--- ДОКУМЕНТ ---

Нам казалось, что если бы Сталин не исказил ленинские нормы, то все было бы хорошо. И вся советская драматургия, даже Вампилов, она, грубо говоря, ориентирована на эти нормы. Она против сталинских репрессий, против гнета, она за светлые ленинские идеалы. «И комиссары в пыльных шлемах», как у Окуджавы. А теперь мы выясняем, что Ленин – это человек, который изуродовал государство Россия, принес необычайные жертвы во имя того, чтобы эта империя распалась.
Культура рухнула, производство рухнуло, крестьянство уничтожено, лучшие умы высланы или расстреляны. Это страшная фигура. Или Сталин – фигура сатанинская.
Но позвольте, как же так – огромный народ терпел его и славословил и слезы лил после его смерти? Это же мы лили эти слезы. Значит, не так все просто. Мы думали, что все просто, а оказалось гораздо сложнее.

--- ФРАГМЕНТ НАБОРА ДАННЫХ ---

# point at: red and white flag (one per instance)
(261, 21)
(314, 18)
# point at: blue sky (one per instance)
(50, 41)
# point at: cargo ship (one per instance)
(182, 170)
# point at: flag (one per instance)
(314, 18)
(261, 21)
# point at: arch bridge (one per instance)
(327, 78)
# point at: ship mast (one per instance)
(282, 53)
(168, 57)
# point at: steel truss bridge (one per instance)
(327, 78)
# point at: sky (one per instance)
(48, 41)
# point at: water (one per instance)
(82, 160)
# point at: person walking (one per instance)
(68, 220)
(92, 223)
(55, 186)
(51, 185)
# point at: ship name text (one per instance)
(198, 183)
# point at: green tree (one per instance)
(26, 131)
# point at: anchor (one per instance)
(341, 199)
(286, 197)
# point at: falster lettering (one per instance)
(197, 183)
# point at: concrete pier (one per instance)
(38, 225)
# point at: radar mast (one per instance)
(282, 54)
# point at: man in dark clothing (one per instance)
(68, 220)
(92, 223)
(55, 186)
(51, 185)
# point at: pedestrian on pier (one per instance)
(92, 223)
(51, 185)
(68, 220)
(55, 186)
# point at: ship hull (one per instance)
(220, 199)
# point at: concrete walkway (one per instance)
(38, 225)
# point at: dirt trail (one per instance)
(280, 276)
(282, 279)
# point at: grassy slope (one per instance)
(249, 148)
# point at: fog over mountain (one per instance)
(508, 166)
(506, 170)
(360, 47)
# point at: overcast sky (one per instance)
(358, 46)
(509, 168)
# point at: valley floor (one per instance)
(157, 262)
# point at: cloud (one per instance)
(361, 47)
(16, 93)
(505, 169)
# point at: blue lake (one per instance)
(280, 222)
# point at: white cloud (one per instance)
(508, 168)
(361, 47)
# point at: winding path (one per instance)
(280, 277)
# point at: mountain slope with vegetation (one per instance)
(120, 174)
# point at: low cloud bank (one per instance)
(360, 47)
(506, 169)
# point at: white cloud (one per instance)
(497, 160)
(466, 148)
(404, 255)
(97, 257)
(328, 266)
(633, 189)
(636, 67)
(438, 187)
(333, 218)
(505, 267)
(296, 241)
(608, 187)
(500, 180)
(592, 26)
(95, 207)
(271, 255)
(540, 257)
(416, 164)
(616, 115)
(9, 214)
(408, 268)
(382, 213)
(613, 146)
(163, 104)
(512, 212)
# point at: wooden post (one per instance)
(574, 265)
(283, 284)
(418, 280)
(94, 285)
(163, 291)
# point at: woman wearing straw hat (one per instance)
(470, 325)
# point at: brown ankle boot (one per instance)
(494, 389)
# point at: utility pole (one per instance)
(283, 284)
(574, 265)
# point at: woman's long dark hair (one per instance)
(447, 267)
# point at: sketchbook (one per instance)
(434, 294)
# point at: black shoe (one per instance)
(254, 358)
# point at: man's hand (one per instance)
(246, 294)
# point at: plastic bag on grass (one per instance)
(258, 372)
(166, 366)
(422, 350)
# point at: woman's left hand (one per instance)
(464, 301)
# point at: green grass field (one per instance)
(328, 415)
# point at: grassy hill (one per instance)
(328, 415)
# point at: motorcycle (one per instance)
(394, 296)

---

ПИСЬМЕННОЕ ЗАДАНИЕ 1:
Ответьте на вопросы по документу:
(а) На какие нормы, по словам документа, ориентирована вся советская драматургия?
(б) Что, согласно документу, стало с крестьянством?
(в) Что, как сказано в документе, огромный народ делал после смерти Сталина?
ПИСЬМЕННОЕ ЗАДАНИЕ 2: Продолжите документ о советской драматургии, Ленине и Сталине, начав сразу после его последнего предложения.

ОТВЕТ 1:
(а) На ленинские нормы.
(б) Крестьянство уничтожено.
(в) Лил слезы.

ОТВЕТ 2:
Человек оказался сложнее. Мы думали, дай только народу свободу, и уж он найдет приложение своим желаниям, своим рукам, своему труду. Он сможет двигаться дальше, дай только возможность. Дали.
И что началось? Значит, в нас самих есть что-то такое, что нынешним драматургам и писателям еще неподвластно. Нет на нас сейчас Чехова современного. Нет Шекспира.
Пока только сор. Но, по выражению Ахматовой, из этого сора могут вырасти замечательные цветы. И у меня есть надежда, что вся эта дребедень, о которой мы говорим с вами, и в литературе и в искусстве, она в результате родит что-то. Несомненно.
Но когда это будет?..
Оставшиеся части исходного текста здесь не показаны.